== Available records ==

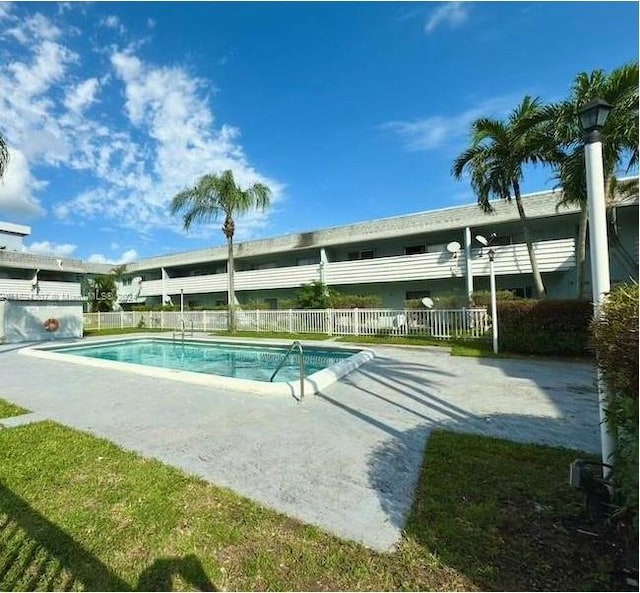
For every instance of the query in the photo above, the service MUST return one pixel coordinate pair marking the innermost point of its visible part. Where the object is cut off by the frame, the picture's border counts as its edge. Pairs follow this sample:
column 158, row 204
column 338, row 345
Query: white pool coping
column 312, row 383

===

Problem details: Line for line, restate the data above and omit every picture.

Result:
For every instance of the query in the photo above, the service MUST return one pixel coordinate pair marking the innermost point of its visible part. Where the object is cut off by the frame, the picture's border counts as its edge. Pairs follow this sample:
column 158, row 204
column 338, row 345
Query: white pool coping
column 312, row 383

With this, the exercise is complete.